◆ Instructions to follow: How many lines in the items below contain the string "synagogue"? Matching is case-sensitive. Reply with the number alone.

◆ Provided data:
+++

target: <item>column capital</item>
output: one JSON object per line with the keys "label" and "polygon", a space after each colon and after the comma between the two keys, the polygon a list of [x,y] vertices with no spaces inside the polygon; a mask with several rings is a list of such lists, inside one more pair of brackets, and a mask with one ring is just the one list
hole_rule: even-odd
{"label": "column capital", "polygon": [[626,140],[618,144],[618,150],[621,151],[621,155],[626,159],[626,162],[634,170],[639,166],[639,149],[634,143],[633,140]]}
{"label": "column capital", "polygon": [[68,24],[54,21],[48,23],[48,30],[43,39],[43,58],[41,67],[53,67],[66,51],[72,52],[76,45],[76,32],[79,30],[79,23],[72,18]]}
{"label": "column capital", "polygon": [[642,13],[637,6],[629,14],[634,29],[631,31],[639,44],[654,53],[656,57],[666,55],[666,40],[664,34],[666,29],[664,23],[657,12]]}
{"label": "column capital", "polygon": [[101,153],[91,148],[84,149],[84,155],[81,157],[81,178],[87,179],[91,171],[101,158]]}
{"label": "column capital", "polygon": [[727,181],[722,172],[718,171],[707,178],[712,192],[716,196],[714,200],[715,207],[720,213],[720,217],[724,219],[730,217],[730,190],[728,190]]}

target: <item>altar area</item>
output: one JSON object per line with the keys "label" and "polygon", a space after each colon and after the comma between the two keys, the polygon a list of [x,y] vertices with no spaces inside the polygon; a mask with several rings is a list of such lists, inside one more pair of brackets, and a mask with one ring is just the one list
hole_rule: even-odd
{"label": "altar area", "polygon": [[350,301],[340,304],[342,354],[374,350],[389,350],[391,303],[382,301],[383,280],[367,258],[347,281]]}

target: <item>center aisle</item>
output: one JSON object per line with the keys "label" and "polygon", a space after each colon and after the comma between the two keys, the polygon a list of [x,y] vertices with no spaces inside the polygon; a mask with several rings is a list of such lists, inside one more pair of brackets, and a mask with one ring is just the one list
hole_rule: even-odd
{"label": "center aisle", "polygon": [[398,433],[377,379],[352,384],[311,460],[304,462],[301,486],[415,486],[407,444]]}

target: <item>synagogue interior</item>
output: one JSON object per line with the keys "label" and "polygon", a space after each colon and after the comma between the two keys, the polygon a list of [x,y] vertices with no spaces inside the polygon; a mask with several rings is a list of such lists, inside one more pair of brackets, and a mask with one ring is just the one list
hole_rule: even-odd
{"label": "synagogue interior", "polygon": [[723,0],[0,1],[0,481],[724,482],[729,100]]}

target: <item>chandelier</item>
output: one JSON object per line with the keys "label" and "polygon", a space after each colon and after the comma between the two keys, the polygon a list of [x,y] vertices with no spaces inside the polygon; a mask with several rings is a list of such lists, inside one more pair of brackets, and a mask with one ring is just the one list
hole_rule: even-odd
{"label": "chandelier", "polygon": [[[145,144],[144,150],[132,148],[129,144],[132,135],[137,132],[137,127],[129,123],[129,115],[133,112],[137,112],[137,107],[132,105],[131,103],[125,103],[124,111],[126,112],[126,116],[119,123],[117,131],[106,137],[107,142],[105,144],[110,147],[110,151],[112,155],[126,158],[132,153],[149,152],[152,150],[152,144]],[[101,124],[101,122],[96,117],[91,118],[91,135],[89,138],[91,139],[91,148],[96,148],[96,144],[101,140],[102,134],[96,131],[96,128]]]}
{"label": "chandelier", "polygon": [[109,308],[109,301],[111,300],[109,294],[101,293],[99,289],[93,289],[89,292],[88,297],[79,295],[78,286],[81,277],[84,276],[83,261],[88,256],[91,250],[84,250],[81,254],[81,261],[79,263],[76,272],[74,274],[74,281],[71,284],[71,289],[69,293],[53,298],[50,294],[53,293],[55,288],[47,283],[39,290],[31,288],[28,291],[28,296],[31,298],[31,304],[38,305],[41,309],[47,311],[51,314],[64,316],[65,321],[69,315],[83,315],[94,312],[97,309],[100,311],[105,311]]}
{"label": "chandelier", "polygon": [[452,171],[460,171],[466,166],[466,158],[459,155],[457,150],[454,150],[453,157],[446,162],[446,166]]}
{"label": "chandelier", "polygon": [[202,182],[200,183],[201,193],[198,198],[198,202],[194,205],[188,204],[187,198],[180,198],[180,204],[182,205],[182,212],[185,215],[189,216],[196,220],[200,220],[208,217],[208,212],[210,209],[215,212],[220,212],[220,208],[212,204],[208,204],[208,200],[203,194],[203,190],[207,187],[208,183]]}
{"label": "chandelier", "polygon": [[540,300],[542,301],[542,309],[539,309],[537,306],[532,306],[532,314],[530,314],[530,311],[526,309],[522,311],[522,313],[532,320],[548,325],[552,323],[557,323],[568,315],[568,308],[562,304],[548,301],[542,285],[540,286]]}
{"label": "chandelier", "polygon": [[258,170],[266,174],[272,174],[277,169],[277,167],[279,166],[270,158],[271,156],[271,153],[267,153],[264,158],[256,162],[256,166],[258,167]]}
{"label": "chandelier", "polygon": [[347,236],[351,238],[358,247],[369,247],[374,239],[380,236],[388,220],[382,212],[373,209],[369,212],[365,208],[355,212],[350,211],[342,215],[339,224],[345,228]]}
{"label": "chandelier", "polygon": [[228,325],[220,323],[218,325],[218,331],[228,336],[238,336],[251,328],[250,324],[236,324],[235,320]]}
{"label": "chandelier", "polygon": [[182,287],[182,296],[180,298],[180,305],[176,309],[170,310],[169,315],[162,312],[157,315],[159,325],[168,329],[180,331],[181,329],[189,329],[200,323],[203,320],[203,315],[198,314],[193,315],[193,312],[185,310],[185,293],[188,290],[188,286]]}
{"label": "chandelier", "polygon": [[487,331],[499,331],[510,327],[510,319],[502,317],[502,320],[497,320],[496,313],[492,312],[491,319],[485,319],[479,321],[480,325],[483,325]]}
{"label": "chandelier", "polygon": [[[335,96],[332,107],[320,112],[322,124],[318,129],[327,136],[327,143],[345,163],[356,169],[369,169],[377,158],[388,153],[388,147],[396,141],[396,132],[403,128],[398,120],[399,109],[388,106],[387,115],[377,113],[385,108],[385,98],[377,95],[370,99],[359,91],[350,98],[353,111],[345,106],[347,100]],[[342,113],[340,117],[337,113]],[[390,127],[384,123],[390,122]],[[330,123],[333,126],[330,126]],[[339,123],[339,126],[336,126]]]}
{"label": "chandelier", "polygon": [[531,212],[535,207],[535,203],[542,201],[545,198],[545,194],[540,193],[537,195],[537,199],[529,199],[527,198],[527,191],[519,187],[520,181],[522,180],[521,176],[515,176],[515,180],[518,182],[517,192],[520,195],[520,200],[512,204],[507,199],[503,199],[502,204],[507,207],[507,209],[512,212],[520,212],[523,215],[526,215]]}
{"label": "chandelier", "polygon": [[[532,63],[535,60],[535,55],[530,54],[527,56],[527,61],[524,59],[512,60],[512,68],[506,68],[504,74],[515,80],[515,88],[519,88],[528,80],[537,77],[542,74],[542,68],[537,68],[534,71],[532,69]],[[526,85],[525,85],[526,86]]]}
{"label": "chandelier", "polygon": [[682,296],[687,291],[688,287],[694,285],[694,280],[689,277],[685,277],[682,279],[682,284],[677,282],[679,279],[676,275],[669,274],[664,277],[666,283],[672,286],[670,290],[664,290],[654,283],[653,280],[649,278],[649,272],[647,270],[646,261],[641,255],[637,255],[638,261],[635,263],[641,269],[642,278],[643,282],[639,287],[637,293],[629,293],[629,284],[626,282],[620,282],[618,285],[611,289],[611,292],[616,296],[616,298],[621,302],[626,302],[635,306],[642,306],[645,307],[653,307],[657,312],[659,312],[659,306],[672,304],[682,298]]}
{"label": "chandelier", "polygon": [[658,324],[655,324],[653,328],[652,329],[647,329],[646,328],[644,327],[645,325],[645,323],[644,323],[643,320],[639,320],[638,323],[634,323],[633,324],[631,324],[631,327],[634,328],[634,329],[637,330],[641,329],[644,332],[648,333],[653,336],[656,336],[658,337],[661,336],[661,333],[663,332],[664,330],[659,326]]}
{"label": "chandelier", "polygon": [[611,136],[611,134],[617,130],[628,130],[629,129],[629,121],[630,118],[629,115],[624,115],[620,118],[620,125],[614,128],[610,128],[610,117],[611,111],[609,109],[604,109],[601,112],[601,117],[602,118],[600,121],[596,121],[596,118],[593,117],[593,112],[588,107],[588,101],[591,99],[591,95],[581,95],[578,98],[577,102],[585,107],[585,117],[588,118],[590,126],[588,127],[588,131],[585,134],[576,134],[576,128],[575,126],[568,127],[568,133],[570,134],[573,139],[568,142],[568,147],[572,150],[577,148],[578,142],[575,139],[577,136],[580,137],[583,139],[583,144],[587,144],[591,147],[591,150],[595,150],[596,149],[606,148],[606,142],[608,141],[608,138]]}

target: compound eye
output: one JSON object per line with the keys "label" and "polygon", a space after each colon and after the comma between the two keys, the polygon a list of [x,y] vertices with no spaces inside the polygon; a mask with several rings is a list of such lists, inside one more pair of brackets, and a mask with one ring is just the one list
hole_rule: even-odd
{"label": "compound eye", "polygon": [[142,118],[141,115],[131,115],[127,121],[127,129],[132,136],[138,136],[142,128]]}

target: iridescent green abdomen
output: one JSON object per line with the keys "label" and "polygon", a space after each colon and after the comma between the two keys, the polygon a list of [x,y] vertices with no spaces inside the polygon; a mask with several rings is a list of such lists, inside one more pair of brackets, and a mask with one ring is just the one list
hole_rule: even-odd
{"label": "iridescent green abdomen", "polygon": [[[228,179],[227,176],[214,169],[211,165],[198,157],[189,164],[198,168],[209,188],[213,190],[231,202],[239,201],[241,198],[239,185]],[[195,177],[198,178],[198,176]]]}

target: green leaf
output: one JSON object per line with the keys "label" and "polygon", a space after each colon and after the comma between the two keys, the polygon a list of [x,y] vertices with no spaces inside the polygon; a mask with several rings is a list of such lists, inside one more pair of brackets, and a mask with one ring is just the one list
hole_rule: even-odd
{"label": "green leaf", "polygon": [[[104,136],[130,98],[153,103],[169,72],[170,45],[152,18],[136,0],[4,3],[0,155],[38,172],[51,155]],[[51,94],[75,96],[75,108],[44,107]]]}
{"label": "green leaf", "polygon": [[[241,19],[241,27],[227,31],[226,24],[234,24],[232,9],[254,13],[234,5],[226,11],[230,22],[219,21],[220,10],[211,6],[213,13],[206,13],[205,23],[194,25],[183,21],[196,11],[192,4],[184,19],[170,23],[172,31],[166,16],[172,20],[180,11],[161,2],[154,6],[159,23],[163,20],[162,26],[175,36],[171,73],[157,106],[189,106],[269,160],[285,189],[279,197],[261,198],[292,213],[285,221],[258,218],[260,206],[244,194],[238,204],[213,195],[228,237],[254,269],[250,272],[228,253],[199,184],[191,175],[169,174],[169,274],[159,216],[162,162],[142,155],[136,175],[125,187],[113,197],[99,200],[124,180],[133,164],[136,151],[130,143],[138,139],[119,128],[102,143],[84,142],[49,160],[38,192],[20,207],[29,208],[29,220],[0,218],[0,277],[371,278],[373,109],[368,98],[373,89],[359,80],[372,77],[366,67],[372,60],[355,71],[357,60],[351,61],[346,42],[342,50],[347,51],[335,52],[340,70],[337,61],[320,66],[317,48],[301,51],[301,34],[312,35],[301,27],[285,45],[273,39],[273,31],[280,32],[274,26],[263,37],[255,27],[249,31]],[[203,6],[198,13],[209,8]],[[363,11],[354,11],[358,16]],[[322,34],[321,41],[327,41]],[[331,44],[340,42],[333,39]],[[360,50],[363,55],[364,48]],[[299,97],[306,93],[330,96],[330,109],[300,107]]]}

+++

◆ The response: 2